### Information
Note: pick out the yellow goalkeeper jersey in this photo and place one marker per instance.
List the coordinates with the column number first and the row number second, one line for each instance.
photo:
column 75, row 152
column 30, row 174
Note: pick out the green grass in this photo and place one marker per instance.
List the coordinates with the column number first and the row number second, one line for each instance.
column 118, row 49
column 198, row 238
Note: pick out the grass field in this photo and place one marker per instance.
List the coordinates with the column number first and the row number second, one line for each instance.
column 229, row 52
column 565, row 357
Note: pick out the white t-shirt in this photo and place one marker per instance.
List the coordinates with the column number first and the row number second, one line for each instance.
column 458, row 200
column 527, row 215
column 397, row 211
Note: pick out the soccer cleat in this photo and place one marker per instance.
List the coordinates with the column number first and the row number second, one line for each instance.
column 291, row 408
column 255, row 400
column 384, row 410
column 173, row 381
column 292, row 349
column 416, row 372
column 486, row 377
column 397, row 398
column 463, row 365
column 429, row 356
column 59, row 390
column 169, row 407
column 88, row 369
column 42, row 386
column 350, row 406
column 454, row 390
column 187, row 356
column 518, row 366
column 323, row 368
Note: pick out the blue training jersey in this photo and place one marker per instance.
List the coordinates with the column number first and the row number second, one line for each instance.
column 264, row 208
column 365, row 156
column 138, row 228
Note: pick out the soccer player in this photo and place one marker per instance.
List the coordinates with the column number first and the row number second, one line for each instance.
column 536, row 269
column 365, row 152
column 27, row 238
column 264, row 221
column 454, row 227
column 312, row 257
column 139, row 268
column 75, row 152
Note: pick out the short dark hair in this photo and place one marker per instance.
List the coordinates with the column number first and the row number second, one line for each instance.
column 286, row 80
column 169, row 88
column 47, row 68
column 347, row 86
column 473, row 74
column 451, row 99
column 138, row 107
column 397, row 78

### Problem statement
If a line in the listing contains the string "soccer", copy it.

### Result below
Note: pick out the soccer cleat in this photo and place one marker per instance.
Note: pick out the soccer player in this photo and place one marker per instance.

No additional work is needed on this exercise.